**Description of the task**.
List every line in the rows below that contains the word "camouflage", copying each one in full.

**Dataset excerpts**.

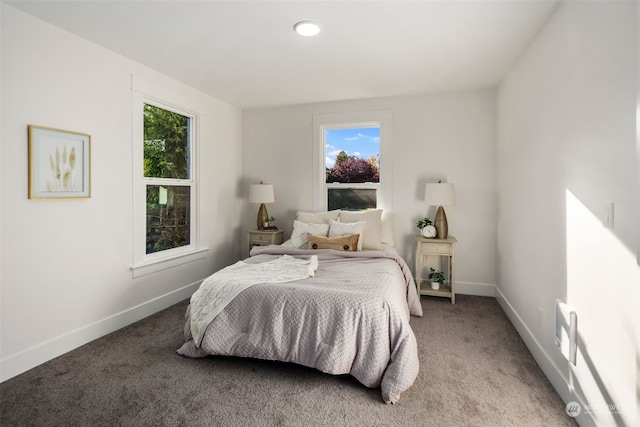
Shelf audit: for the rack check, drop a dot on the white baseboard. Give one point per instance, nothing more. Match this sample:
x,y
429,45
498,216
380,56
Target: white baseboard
x,y
559,382
477,289
41,353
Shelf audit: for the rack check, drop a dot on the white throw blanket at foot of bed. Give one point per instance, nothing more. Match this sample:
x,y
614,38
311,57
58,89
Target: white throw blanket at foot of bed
x,y
219,289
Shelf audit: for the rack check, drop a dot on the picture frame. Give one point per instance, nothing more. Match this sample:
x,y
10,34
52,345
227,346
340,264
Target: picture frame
x,y
59,163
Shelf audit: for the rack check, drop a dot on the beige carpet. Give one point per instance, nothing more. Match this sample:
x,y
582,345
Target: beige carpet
x,y
475,371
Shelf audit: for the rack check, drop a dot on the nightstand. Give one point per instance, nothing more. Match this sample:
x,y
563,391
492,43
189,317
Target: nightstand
x,y
436,247
264,238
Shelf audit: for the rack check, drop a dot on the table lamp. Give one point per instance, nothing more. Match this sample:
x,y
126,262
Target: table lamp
x,y
440,194
261,193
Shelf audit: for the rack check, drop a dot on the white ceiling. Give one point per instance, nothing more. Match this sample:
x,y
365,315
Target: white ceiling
x,y
247,54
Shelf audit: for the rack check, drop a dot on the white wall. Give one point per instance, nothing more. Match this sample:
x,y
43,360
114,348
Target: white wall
x,y
66,275
442,136
566,145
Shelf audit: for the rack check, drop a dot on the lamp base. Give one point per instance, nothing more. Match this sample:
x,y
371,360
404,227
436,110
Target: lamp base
x,y
441,224
263,217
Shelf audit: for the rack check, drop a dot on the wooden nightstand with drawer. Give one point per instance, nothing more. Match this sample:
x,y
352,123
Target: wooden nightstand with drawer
x,y
436,247
264,238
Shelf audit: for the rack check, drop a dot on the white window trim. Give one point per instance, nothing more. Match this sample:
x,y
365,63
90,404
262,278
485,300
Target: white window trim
x,y
144,92
322,122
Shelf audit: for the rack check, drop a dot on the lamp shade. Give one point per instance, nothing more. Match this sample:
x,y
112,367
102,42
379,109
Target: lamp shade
x,y
440,194
261,193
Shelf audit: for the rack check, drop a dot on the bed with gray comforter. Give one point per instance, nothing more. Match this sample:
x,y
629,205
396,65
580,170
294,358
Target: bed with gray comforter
x,y
352,317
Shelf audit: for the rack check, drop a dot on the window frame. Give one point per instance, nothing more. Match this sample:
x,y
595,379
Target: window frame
x,y
146,93
352,120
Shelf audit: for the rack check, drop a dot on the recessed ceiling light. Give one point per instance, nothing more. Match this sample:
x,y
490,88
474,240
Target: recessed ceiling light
x,y
306,28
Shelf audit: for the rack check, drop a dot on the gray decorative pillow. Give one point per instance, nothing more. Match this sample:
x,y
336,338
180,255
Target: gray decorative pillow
x,y
340,243
301,229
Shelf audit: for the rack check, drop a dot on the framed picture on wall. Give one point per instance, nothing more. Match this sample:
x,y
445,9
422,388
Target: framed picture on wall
x,y
59,164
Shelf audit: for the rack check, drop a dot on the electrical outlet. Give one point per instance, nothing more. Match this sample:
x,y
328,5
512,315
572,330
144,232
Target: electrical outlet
x,y
607,215
540,317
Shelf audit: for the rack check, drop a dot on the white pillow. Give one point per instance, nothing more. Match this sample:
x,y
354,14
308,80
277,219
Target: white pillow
x,y
345,228
318,217
373,219
387,234
300,230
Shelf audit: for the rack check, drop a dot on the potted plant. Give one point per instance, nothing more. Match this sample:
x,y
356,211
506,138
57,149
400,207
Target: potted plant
x,y
436,277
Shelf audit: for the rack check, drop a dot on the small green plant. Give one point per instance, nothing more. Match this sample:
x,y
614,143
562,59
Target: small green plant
x,y
435,275
422,223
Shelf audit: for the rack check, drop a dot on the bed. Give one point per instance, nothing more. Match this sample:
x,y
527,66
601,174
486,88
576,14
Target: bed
x,y
347,312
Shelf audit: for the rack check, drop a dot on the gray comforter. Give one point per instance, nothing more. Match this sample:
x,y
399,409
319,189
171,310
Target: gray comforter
x,y
351,318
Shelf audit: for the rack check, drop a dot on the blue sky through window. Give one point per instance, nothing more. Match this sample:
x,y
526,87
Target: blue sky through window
x,y
359,142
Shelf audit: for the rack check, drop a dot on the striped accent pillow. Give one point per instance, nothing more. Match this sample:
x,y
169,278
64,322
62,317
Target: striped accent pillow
x,y
345,228
300,230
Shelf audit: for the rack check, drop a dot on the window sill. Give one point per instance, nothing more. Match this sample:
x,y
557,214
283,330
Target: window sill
x,y
169,262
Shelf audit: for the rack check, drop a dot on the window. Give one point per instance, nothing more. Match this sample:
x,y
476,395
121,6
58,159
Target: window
x,y
352,161
165,202
167,175
352,167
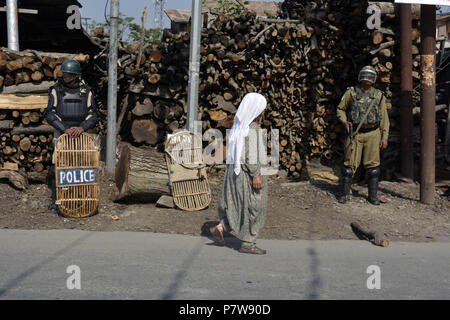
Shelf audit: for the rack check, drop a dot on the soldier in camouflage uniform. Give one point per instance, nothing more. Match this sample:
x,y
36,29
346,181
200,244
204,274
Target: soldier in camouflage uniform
x,y
364,109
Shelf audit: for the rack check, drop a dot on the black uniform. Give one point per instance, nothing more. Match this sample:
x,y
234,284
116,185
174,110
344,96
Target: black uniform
x,y
69,106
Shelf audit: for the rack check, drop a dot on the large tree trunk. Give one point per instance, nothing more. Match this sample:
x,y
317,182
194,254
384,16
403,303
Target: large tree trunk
x,y
141,175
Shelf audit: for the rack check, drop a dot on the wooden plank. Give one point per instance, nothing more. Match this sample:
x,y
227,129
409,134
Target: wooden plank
x,y
31,102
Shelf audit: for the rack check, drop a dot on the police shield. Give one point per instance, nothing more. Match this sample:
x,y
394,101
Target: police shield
x,y
77,177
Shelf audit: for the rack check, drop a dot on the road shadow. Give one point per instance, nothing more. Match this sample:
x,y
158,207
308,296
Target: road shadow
x,y
177,281
14,282
230,241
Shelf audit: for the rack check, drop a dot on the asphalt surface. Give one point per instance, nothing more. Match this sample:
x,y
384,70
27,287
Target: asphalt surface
x,y
126,265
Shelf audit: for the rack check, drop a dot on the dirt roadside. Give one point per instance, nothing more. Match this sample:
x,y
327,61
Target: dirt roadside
x,y
297,210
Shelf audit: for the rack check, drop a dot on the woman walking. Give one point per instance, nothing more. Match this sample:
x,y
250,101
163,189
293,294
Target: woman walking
x,y
243,202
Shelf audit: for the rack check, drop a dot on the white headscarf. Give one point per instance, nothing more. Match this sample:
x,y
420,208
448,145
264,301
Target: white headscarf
x,y
251,107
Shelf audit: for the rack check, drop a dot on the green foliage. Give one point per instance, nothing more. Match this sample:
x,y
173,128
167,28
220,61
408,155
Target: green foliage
x,y
149,35
228,7
128,30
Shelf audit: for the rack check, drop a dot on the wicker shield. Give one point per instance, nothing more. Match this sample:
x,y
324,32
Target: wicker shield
x,y
77,178
187,172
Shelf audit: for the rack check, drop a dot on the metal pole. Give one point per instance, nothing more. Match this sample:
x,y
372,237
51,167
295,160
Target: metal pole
x,y
13,25
406,99
428,102
112,90
194,64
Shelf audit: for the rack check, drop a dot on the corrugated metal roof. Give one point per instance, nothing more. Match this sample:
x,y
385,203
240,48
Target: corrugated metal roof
x,y
260,7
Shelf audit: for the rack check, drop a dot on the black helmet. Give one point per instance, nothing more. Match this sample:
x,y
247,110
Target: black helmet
x,y
71,66
368,73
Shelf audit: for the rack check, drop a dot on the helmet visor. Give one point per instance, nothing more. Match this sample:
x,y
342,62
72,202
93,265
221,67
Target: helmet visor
x,y
368,76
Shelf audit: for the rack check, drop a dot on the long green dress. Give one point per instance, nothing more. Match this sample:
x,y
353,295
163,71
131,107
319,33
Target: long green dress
x,y
242,209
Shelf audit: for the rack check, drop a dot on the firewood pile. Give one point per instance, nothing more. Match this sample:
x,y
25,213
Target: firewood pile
x,y
296,66
302,63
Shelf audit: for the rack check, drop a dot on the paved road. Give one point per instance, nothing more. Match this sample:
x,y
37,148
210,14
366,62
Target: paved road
x,y
125,265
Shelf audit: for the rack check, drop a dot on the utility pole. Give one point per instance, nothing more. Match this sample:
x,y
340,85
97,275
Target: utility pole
x,y
428,102
194,64
86,24
13,25
111,135
406,99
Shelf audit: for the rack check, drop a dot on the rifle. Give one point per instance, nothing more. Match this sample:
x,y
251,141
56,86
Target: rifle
x,y
350,132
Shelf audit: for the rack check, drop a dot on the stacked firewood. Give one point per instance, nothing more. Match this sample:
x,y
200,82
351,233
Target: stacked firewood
x,y
294,65
379,48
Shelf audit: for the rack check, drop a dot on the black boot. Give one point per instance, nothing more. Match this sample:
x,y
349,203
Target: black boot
x,y
347,175
372,175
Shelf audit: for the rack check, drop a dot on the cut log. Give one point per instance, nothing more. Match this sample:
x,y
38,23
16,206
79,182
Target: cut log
x,y
375,237
16,179
145,130
143,109
141,175
29,88
33,129
25,144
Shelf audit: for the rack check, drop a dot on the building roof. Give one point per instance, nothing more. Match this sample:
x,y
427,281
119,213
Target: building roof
x,y
47,30
260,7
443,18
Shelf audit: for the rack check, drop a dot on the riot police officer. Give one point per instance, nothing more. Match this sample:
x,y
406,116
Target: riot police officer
x,y
71,109
363,112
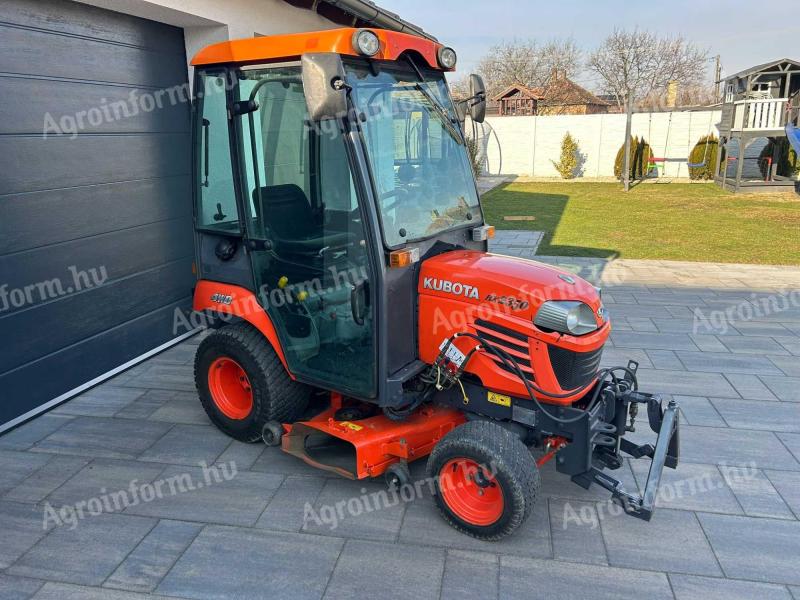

**Answer**.
Shelf audit: for the rack check, drop a dot on the soldier in camouflage uniform. Give one point per instance, nothing more. Match this sample:
Target: soldier in camouflage uniform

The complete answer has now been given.